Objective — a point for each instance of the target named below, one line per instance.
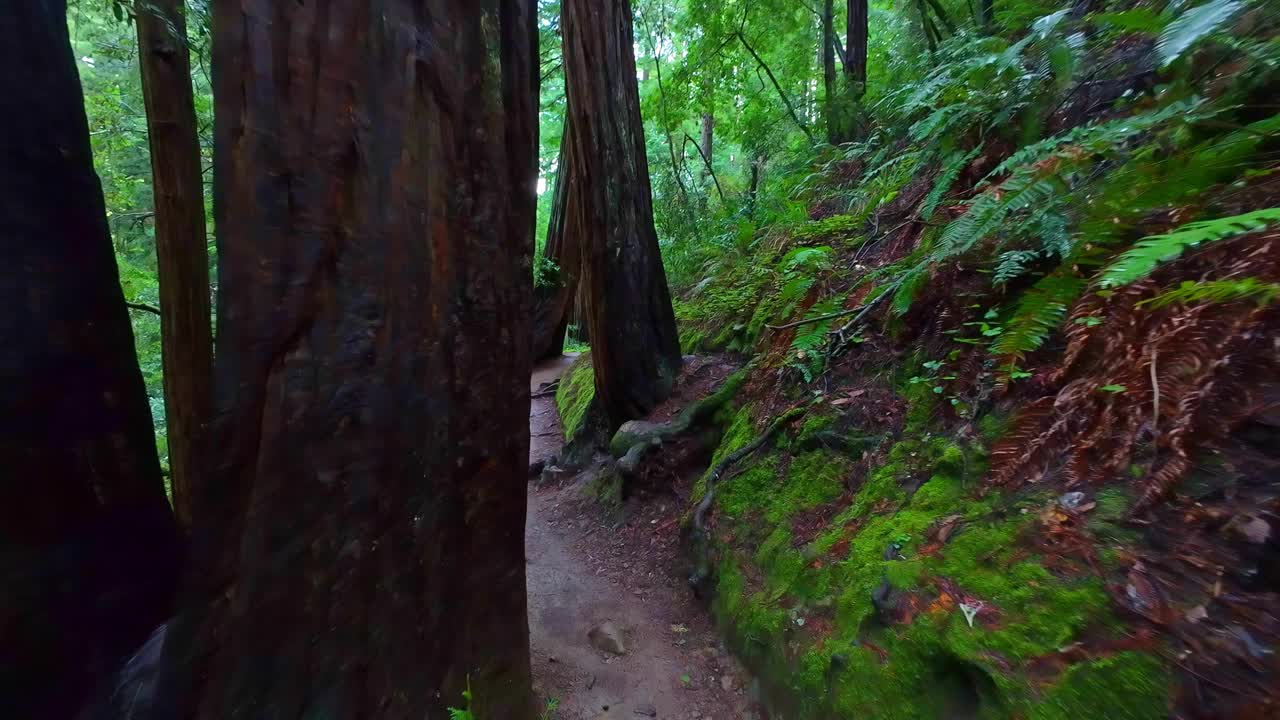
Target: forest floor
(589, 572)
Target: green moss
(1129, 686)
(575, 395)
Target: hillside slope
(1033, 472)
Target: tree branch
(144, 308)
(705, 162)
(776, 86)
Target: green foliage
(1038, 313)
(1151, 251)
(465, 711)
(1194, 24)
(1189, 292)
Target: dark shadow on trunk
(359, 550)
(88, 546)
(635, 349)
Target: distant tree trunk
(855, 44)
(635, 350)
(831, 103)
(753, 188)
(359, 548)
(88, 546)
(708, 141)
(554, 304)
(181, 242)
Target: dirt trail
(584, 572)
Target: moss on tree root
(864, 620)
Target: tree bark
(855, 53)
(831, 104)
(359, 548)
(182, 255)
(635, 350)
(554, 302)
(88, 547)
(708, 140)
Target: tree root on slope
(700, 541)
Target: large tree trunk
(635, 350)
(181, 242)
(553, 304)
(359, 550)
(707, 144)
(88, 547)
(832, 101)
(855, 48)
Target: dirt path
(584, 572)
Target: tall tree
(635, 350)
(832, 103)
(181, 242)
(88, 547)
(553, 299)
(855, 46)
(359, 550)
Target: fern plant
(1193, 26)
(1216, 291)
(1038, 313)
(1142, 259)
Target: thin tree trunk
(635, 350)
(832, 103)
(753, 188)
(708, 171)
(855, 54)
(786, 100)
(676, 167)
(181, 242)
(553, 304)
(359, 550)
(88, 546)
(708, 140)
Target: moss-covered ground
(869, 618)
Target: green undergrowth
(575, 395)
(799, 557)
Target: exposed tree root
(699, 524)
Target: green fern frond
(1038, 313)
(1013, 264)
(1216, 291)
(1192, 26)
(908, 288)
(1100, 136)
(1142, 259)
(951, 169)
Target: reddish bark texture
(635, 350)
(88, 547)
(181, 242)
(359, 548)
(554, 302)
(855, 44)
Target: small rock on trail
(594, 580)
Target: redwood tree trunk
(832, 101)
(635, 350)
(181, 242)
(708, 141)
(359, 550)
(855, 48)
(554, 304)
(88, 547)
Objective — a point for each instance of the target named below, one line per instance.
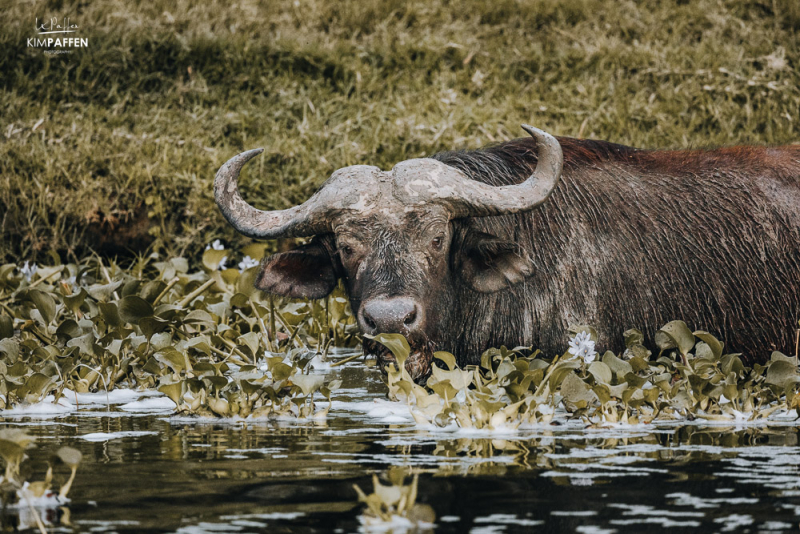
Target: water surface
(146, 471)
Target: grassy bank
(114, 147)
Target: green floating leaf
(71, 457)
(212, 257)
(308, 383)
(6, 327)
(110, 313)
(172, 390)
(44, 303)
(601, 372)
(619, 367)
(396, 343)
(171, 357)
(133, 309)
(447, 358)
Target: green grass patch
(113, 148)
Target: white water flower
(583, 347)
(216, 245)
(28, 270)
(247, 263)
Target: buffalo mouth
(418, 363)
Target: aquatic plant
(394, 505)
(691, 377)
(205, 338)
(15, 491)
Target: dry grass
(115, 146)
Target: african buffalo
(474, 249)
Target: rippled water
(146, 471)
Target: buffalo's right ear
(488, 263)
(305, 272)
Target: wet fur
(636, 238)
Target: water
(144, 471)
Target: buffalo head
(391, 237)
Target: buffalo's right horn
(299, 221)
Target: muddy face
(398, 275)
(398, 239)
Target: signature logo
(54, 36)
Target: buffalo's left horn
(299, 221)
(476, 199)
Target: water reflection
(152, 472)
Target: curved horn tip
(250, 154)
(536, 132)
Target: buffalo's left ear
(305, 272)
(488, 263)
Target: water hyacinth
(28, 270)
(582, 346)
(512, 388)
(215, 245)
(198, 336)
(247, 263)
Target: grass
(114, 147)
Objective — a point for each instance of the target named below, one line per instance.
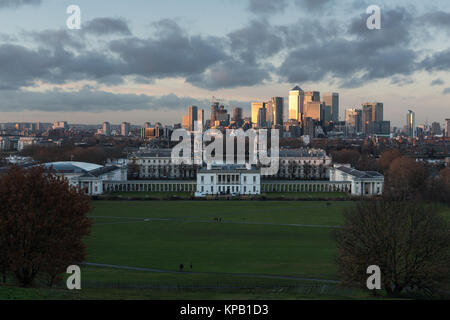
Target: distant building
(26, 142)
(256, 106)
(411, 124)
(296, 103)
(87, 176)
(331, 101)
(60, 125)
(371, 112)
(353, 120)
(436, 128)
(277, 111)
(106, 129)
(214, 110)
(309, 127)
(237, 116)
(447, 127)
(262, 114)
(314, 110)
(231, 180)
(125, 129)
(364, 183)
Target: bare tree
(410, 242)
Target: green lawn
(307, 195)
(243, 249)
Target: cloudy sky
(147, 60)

--

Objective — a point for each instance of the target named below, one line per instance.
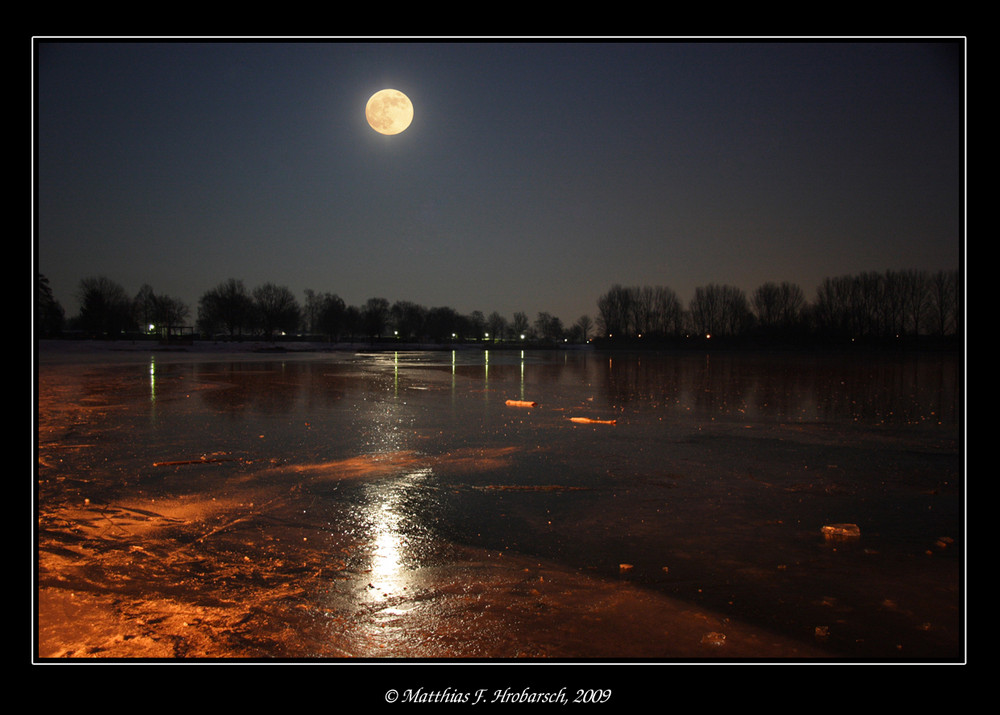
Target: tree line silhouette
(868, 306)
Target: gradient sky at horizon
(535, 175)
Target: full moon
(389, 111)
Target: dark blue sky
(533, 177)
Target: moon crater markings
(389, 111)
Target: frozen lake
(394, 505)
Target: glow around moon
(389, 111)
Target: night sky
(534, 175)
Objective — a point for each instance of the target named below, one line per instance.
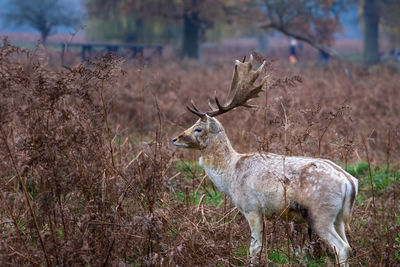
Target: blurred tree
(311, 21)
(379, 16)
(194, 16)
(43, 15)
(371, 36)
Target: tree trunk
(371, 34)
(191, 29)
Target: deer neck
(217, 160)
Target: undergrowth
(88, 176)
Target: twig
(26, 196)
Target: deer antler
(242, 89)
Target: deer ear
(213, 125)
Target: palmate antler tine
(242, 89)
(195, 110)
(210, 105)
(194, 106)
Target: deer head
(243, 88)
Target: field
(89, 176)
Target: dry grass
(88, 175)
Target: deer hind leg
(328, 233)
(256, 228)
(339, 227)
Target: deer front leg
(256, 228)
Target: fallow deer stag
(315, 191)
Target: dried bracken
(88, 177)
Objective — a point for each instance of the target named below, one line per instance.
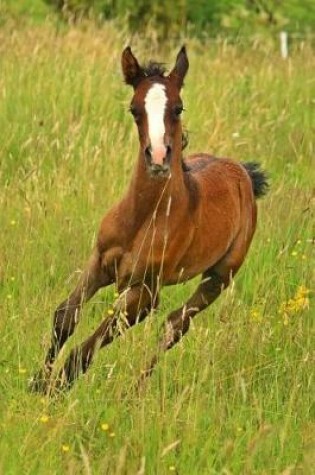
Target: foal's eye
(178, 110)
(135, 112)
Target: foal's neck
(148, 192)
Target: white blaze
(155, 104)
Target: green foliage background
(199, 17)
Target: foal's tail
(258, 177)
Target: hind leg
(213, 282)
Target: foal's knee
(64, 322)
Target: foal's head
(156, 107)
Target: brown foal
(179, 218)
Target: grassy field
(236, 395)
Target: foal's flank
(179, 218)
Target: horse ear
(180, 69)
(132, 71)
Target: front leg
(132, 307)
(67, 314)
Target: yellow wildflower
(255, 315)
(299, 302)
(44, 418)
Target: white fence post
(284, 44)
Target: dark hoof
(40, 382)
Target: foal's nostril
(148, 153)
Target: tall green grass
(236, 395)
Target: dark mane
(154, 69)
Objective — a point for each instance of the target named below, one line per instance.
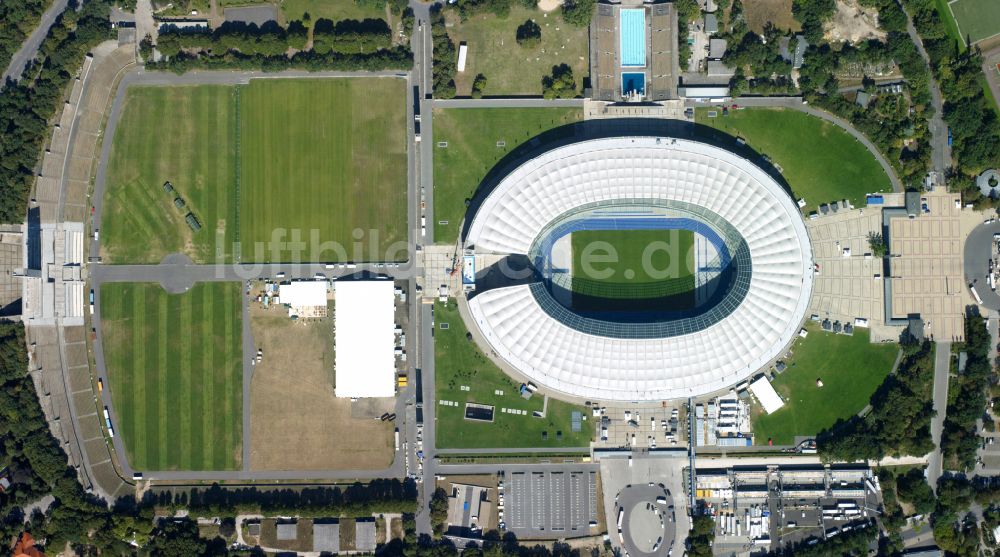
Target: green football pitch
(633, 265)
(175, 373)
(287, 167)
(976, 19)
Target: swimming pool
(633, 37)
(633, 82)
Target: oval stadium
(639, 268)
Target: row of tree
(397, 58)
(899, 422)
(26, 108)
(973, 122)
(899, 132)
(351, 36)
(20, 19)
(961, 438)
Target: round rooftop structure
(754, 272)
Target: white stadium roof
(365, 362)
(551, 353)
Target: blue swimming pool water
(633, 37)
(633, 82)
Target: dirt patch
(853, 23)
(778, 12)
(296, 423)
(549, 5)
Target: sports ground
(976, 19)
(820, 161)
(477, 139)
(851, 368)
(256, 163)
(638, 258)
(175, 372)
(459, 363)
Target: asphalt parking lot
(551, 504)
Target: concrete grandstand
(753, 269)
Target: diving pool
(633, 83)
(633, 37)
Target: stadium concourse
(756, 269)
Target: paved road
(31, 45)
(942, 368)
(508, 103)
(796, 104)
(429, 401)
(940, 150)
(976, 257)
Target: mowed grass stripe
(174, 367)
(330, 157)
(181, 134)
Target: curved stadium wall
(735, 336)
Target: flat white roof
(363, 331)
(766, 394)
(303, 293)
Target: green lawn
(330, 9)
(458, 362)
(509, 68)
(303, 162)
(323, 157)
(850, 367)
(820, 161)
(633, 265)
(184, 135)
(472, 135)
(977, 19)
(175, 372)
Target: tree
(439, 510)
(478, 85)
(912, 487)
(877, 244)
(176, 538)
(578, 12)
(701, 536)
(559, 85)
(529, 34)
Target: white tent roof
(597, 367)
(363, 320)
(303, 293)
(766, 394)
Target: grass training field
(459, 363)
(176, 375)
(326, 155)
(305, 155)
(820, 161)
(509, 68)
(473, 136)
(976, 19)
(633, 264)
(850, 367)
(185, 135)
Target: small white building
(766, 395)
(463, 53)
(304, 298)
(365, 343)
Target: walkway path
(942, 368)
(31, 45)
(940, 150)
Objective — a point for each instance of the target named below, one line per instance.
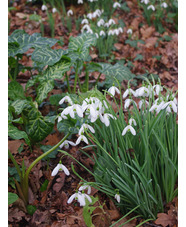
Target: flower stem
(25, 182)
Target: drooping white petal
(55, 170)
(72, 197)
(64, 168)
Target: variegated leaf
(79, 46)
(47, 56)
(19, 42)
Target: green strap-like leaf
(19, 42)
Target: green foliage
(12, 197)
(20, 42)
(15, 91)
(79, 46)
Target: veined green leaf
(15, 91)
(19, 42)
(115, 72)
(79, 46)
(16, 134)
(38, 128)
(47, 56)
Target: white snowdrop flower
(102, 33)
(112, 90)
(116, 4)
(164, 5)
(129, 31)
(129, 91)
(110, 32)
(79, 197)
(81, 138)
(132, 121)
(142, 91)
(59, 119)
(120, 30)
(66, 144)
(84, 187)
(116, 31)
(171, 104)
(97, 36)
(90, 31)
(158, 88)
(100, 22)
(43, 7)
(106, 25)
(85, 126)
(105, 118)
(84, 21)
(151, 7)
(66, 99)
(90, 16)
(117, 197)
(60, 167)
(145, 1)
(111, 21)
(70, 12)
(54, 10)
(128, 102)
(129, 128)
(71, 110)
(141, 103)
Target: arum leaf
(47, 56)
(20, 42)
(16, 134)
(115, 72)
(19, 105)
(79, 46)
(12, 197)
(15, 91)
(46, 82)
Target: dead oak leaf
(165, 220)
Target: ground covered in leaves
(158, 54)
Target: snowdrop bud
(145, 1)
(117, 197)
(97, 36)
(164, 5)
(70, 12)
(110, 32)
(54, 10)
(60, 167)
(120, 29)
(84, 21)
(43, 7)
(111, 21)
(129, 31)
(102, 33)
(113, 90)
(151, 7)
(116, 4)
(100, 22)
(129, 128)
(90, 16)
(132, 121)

[Work to be completed] Return every line of the rows above that contains the word "root", treating case as significant.

[Written response]
Target: moss on tree root
Target: tree root on slope
Target: exposed tree root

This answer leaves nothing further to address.